◆ Task inputs ◆
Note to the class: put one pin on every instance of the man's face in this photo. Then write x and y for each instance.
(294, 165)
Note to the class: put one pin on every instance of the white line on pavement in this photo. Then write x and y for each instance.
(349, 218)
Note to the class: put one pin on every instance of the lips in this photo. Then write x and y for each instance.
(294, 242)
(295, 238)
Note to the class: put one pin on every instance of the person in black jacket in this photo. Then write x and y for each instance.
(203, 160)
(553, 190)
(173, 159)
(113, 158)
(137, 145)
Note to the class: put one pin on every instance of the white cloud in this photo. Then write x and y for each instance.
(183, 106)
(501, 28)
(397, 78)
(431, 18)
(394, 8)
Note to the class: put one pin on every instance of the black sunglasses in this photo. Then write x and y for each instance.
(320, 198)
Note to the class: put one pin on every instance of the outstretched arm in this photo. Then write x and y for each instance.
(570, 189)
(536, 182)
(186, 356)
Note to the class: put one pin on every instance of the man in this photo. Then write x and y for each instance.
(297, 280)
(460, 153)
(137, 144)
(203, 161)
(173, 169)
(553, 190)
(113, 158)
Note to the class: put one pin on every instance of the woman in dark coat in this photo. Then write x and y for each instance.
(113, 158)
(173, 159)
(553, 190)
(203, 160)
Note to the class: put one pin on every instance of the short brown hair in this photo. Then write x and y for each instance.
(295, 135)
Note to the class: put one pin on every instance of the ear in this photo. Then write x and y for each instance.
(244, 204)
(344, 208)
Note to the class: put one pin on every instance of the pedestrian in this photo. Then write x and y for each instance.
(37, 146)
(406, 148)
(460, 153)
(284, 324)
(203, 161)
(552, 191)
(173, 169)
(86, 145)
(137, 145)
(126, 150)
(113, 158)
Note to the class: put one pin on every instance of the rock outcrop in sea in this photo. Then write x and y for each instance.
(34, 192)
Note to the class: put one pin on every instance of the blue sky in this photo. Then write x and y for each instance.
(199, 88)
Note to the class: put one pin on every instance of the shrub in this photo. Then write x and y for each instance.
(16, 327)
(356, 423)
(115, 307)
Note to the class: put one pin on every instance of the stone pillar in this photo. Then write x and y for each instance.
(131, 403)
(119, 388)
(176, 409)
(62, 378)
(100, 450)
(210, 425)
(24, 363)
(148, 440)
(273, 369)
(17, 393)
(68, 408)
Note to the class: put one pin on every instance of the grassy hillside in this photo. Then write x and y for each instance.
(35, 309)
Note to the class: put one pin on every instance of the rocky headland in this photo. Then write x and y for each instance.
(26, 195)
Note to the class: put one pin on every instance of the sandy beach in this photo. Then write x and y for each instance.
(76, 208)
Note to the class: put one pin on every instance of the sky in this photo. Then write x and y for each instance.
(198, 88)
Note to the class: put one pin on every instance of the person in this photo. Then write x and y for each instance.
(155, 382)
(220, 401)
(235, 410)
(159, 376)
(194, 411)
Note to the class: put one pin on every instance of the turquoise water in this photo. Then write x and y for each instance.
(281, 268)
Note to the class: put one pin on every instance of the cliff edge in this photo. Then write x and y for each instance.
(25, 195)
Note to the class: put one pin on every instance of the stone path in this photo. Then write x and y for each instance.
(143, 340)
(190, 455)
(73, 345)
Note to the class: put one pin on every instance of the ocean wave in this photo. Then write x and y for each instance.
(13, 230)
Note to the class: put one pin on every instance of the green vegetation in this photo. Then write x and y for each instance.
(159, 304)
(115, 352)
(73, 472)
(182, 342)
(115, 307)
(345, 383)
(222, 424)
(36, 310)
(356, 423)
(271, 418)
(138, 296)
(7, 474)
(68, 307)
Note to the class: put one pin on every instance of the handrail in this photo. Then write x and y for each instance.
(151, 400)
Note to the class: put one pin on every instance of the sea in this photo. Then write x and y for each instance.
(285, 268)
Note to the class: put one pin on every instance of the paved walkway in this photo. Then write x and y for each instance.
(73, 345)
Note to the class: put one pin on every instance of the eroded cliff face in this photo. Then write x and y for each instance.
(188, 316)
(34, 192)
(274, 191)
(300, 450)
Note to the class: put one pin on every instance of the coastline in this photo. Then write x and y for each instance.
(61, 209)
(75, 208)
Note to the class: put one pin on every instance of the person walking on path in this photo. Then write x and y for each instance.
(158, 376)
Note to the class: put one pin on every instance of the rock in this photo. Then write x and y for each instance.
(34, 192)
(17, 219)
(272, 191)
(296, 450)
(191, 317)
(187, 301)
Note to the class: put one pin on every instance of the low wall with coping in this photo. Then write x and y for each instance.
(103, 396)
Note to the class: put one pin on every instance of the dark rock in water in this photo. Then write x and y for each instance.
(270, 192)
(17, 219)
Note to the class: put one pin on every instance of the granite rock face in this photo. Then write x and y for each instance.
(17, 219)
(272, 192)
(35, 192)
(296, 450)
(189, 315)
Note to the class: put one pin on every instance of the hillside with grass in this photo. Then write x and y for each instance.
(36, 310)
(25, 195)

◆ Given instruction ◆
Can you give the records above as a two-column CSV with the headers task and coordinates, one row per record, putting each record's wording and its coordinates in one quoted field apiece with line breaks turned into spaces?

◆ Solution ◆
task,coordinates
"Note to the class: put one pin on every instance of the man's face in this photo. Then write x and y for each instance.","(294, 165)"
"Note to the class: put one pin on every instance of the white line on pavement in this photo. Then write x and y for each instance.","(349, 218)"
"Note to the class: put one pin on every instance of the lips in this photo. Then write x and y for each instance.","(294, 242) (295, 238)"
"Note to the class: put one pin on every instance of the person in black jacket in this photo. Then write x and y for each instance.","(203, 160) (553, 190) (173, 159) (113, 158) (137, 145)"
"Note to the class: put one pin on every instance of the white cloud in this photo. Then write x and y for each instance.","(183, 106) (501, 28) (397, 78) (431, 18) (394, 8)"
"Note to the class: put one pin on every instance of the black sunglasses in this photo. Then write x and y for each instance.","(320, 198)"
"Note to the class: put one pin on every instance of the outstretched arm in this photo. Then write x and y for each instance.","(570, 189) (536, 182) (186, 356)"
"Note to the class: put one pin on every instance of the man in this photo. Then write x and y for each instance.","(297, 280) (460, 153) (137, 144) (203, 161) (173, 169) (553, 190) (113, 158)"
"Note to the class: put one pin on every instance of the woman in dark coat in this photo. Then write x and y for each instance.","(113, 158) (173, 159) (553, 190) (203, 160)"
"Note to the class: put one pin on every instance of the short brown hair in this photo. Then write x and y for each instance.","(295, 135)"
"Note to the class: put one pin on every instance of the ear in this photo. Then write x and y for each instance.","(244, 204) (344, 208)"
"Note to the class: put one pin on every instance of the pedestrian in this photo. Then write x and y for each instance.","(37, 146) (406, 148) (460, 153) (284, 324) (203, 161) (552, 191) (173, 169) (86, 145) (137, 145) (126, 150) (113, 158)"
"Note to the class: put one pin on every instance of the rock outcrop in sea in this photo. Then write x and y for each instance.","(34, 192)"
"Note to the class: put one pin on every instance of the blue sky in this photo. Then write x and y for each instance.","(199, 88)"
"Note to the class: put one pin on every instance of the shrub in this photo. Then write x and y for each instance.","(16, 327) (356, 423) (115, 307)"
"Note to the class: put one pin on every instance of the stone pillar in this photo. Then write x and y for each instance.","(131, 403) (119, 388) (176, 409) (62, 378) (100, 450) (210, 425) (24, 363) (148, 440) (273, 369) (17, 393) (68, 408)"
"Note to the class: put one pin on every instance of the grassy hillside in this photo. Then write x and y for each instance.","(35, 309)"
"Note to the class: put one pin on every instance of the rocky headland in this photo. Then write x and y for each instance.","(26, 195)"
"Note to the class: put one pin on every instance of the sandy beach in this photo. Then write x and y for each instance.","(76, 208)"
"Note to the class: put one pin on every instance of the sky in this photo. Then write x and y for each instance.","(198, 88)"
"Note to the class: put one pin on every instance of the person in this photo. Then write x and y for each instance.","(155, 382) (220, 401) (235, 410) (159, 376) (194, 411)"
"Note to the class: put one pin on every instance of the turquoise water in this photo. Then write x and y for each instance.","(281, 268)"
"Note to the class: put one pin on every instance of the cliff edge in this photo. Then write x and y for each instance.","(25, 195)"
"Note to the class: put one pin on every instance of the stone path in this photo. Then write x and y for each instance.","(143, 340) (190, 455) (73, 345)"
"Note to the class: put one pin on every instance of the ocean wave in this photo. Then write x and y for each instance.","(13, 230)"
"Note to the class: put one pin on every instance of the green vegetation in this photo. Then write x and y for each instance.","(159, 304) (115, 352) (73, 472) (182, 342) (115, 307) (345, 383) (222, 424) (36, 310) (356, 423) (271, 418) (138, 296) (7, 474) (68, 307)"
"Note to the class: put one pin on every instance of the handrail in this photo. Then write x and y for each instance.","(151, 400)"
"Note to the class: put one pin on every instance of the sea in this photo. Then write x and y for each instance.","(285, 268)"
"Note to the class: put one pin on every instance of the paved walkway in this photo. Then write x and y for each instance.","(73, 345)"
"Note to the class: put one pin on every instance of the eroded cliff face in this photo. Then write x and y for each instance.","(188, 316) (34, 192) (274, 191) (300, 450)"
"Note to the class: put one pin on every instance of the coastline in this photo. Then write x and y for each instance.","(61, 209) (75, 208)"
"Note to the class: put one pin on every instance of the person walking on path in this photo. Then write x and y for each instance.","(158, 376)"
"Note to the class: put one pin on every instance of the rock in this photo. Then write x and y for each instance.","(34, 192) (17, 219) (272, 191) (296, 450) (191, 317) (187, 301)"
"Note to the class: put one pin on every instance of the low wall with coping in this photo. Then write x and y for each instance.","(103, 396)"
"Note to the class: put one pin on every instance of the dark rock in water in this photo. Then write x and y for each instance.","(270, 192) (17, 219)"
"Note to the class: put one pin on every instance of the granite rock face in this photo. Then write x and y for each instance.","(17, 219) (272, 192) (35, 192) (296, 450) (189, 315)"
"Note to the class: put one pin on every instance of the hillside with grass in this photo. Then write x and y for each instance.","(36, 310) (25, 195)"